A los dieciocho años, en Tijuana, una prostituta enana escaló un taburete y se me sentó en el regazo. Estuve bebiendo con ella durante una hora. Fue algo memorable. Me transformó por completo. Tierno, muy tierno. No me la llevé a una habitación, solo se quedó sentada en mi regazo. Siendo adolescente iba por allí buscando bronca. Era un lugar de tal abandono y anarquía que parecía el poblado de un wéstern, como retroceder doscientos años: las calles embarradas, las campanas de la iglesia, las cabras, el fango, las señales tórridas, chillonas. Para mí aquello era verdaderamente como el país de las maravillas, y me cambió para siempre.
Crecí en San Diego, allí fui al instituto. Durante mis años escolares tuve un montón de empleos. No había mucho que me interesase en la escuela, estaba todo el tiempo metiéndome en líos, así que dejé los estudios. He dado muchas vueltas desde entonces. He dormido con tigres y leones, y con Marilyn Monroe. Me he emborrachado con Louis Armstrong, he echado los dados en Las Vegas, he estado en el Derby de Kentucky, he visto jugar a los Brooklyn Dodgers en Ebbets Field, y le enseñé al bateador Mickey Mantle todo lo que sabe.
No recuerdo cuándo empecé a escribir. Muy pronto empecé a rellenar formularios y papeles. Primero el apellido, luego el nombre, sexo… «ocasionalmente», ese tipo de cosas. Más tarde escribía cartas, cumplimentaba formularios, garabateaba en las paredes de los lavabos. Vi algunos grafitis estupendos en un bar de Cincinnati. No, fue en St. Louis, en un lugar llamado The Dark Side of the Moon. Era un club, ni siquiera sé si seguirá allí. En cualquier caso, el grafiti decía: «El amor es ciego; Dios es amor; Ray Charles es ciego; en consecuencia, Ray Charles debe ser Dios». ¡Supe inmediatamente que me encontraba en una población con universidad! Que las luces estaban encendidas y había alguien en casa, ya me entiendes, y… así que… pero… ¿de qué te hablaba?
Ah, bueno, de que pasé unos primeros años problemáticos, pero no terribles. Nada grave. La hora punta del tráfico en la Harbor Freeway a cuarenta y pico grados, sin aire acondicionado en tu coche. Tienes cigarrillos, pero no cerillas. Sufres de hemorroides, necesitas afeitarte y… eso sí puede ser terrible.
¿Quieres un parte genealógico? Ahí va. Todos los psicópatas y los alcohólicos están en la familia de mi padre; en la de mi madre tenemos a ministros de la Iglesia. Así he salido yo, qué se le va a hacer. Casarme con Kathleen fue genial. He aprendido mucho de ella. Es católica irlandesa, con todo ese oscuro bosque viviendo en su interior. Me empuja a lugares a los que yo no iría, y diría que me ha animado a llevar a cabo muchas de las cosas que intento hacer. ¿Y los críos? Casey y Sullivan. Y mi niña, Kellesimone. Creativamente eran asombrosos. El modo en que dibujaban de pequeños, ya sabes. Se salían de la hoja de papel y seguían por las paredes. Yo desearía tener esa amplitud de miras. Crecieron y ahora me echan una mano; es un negocio familiar. Si fuera granjero, les tendría ahí fuera con un tractor; si fuese bailarín de ballet, les haría llevar tutús. Soy su papá, ahí se acaba todo. No son fans míos. Tus hijos no son tus fans, son tus hijos. El truco consiste en mantener una carrera y al mismo tiempo una familia. Es como tener dos perros que se odian y sacarlos a pasear cada noche.

| MATERIAL DE PARTIDA |
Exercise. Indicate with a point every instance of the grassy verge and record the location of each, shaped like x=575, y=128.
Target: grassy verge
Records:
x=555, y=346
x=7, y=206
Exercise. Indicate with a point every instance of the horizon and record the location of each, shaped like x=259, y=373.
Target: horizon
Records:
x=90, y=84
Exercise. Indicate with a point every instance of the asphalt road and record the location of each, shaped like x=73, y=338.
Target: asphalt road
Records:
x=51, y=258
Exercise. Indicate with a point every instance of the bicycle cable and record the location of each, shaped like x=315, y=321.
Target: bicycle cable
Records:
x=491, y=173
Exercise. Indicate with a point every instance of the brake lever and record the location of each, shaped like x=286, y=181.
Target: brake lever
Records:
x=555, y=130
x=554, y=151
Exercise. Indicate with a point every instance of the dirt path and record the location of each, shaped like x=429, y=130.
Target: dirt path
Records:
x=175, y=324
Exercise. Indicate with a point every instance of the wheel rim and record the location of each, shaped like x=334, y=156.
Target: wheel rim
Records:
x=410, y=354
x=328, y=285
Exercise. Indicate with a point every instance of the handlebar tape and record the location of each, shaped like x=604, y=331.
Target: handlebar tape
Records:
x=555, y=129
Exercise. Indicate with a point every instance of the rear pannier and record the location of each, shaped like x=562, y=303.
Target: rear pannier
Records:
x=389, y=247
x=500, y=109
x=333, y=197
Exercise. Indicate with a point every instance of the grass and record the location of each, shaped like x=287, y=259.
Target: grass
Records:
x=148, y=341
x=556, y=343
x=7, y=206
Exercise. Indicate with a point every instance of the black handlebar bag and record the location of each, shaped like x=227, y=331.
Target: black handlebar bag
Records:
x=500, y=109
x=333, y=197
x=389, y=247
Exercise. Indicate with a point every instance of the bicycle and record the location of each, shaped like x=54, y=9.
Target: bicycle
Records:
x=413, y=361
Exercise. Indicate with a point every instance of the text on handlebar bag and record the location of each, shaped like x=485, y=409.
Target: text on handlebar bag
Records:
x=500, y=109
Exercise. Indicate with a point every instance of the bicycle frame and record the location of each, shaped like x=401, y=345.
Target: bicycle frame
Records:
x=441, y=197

| CONSIGNA DEL EJERCICIO |
Prosigue el relato autobiográfico sobre la juventud en San Diego y la vida familiar a partir de su última oración.

| RESPUESTA DEL EJERCICIO |
En lo referente a Kathleen, no me casé con una mujer, sino con una enorme colección de discos. Bueno, a ella le gusta decir que se casó con un mulo, no con un hombre. Kathleen vivía en un convento, iba para monja. La conocí cuando la dejaron salir en Nochevieja para acudir a una fiesta. ¡Dejó al Señor por mí! Llevaba diez miserables años buscándola. Mi vida se asentó con ella, nos fuimos a vivir al campo, me mantenía alejado de los bares, pero curiosamente mi trabajo se hacía cada vez más inquietante. A mí es que me gustan las melodías hermosas que cuentan cosas horribles. Mi esposa dice que mis canciones se dividen en dos categorías: Damas de la Guadaña o Grandiosas Lloronas. Verás, a todos nos gusta la música, pero lo que realmente queremos es gustarle nosotros a la música, pues no es otra cosa que un idioma. Y, claro, hay personas que son lingüistas y hablan seis idiomas con fluidez, pueden hacer contratos en chino y contar chistes en húngaro.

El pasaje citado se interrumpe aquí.